── Data for this exercise ──

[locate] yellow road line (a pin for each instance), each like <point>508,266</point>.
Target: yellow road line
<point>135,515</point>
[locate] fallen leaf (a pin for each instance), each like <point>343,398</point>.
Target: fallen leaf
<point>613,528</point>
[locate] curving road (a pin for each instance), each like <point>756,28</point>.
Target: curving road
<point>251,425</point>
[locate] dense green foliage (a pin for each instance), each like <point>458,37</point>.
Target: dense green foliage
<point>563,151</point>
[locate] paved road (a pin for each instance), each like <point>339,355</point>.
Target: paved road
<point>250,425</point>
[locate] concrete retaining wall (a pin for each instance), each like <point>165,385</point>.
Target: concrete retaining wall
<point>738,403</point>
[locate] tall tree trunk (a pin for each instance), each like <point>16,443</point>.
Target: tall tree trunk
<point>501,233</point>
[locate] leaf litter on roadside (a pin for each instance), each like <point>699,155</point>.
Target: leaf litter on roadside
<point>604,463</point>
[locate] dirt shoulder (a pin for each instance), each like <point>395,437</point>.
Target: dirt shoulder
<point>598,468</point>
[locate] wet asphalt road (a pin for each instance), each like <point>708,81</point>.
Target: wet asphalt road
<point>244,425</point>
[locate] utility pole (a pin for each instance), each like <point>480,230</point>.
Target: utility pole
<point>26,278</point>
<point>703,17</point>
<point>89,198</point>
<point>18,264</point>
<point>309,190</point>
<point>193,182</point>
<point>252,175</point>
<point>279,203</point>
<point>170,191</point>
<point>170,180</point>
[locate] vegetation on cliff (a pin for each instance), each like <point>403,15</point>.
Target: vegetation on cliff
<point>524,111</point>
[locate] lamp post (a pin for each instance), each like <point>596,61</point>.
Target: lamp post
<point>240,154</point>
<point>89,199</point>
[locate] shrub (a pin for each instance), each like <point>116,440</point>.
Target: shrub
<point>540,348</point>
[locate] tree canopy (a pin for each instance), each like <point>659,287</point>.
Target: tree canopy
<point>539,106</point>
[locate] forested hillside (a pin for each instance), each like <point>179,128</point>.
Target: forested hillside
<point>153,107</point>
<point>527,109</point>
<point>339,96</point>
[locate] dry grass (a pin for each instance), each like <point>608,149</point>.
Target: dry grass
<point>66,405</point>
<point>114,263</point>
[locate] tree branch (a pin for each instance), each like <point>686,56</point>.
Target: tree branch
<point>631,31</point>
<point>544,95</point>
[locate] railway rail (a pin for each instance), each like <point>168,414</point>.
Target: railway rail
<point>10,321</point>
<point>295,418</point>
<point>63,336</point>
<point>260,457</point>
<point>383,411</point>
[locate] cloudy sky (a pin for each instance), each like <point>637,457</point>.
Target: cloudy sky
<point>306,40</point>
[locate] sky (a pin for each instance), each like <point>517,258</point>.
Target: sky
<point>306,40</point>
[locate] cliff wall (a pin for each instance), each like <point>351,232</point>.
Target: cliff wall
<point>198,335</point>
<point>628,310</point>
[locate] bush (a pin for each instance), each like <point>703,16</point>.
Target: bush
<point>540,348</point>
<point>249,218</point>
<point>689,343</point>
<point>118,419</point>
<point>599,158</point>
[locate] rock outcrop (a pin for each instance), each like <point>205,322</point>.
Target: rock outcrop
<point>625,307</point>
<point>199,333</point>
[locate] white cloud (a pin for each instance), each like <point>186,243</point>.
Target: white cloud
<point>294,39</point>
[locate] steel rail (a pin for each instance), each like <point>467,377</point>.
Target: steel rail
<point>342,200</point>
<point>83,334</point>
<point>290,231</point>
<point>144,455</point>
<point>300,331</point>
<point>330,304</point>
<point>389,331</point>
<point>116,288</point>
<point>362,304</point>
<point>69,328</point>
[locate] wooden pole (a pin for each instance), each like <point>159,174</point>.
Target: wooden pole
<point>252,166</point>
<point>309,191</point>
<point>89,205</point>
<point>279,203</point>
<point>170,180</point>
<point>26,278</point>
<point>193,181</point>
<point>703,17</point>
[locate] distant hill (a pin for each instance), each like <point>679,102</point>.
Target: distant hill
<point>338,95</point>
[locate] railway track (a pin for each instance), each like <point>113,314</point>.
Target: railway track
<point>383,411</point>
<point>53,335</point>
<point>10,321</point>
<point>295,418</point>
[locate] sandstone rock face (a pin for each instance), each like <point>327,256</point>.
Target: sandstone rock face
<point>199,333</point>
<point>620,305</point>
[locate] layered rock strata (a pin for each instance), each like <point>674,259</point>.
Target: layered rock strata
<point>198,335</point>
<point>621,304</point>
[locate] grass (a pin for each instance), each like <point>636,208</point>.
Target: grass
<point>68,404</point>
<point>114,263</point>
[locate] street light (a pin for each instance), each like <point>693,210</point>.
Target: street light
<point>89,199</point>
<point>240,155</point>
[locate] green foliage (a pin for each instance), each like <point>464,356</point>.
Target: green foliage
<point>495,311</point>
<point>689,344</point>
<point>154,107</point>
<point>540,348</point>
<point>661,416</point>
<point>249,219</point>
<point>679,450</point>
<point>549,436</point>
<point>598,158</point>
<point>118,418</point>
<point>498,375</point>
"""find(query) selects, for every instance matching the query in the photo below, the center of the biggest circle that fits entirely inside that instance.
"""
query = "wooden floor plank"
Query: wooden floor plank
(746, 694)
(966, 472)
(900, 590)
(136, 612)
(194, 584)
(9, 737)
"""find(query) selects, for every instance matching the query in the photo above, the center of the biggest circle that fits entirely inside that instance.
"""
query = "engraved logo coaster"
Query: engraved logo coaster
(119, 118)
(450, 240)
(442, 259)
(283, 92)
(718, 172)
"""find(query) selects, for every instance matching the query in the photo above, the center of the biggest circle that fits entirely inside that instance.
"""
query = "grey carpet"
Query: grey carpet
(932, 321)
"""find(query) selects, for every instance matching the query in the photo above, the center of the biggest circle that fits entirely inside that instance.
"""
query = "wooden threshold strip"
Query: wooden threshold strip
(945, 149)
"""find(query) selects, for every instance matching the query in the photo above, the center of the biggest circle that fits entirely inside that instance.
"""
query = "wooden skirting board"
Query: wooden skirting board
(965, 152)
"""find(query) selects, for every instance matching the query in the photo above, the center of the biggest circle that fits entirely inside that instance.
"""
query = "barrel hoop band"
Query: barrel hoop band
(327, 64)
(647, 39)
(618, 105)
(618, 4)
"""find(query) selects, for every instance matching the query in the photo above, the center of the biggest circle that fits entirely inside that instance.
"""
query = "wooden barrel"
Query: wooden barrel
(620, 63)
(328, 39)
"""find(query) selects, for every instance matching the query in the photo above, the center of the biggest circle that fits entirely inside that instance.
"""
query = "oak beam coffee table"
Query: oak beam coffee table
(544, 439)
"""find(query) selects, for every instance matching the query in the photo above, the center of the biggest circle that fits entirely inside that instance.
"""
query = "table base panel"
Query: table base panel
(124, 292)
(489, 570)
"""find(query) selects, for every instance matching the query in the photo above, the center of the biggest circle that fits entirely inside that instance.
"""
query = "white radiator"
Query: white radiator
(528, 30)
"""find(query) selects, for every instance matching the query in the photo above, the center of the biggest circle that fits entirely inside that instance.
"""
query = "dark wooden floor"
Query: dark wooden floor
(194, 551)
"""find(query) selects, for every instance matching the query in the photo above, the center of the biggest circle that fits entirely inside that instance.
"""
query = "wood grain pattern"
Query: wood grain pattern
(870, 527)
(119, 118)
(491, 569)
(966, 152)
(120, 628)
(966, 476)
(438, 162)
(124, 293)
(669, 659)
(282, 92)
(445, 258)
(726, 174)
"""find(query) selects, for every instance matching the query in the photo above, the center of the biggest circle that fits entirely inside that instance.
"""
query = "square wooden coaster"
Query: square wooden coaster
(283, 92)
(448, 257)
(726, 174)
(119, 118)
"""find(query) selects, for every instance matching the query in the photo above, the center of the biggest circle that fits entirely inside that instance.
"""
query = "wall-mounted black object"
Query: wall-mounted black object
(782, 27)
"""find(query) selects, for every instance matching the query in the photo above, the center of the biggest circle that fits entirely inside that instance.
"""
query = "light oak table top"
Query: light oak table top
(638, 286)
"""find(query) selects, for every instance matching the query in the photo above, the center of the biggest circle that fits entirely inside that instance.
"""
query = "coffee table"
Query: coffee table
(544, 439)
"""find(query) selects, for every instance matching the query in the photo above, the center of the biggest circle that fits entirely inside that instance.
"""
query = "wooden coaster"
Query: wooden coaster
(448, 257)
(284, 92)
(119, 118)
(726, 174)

───

■ **What to produce**
The range runs from the line above containing "[locate] sky (a" to the line containing "[locate] bush (a", inclusive. Restate those lines word for word and no others.

■ **Answer section**
[locate] sky (a pin for each instance), each like <point>517,258</point>.
Target: sky
<point>306,40</point>
[locate] cliff wall (a pin for each instance), each like <point>351,232</point>.
Target: cliff wall
<point>198,335</point>
<point>628,310</point>
[locate] bush (a pin for each instance), each like <point>703,16</point>.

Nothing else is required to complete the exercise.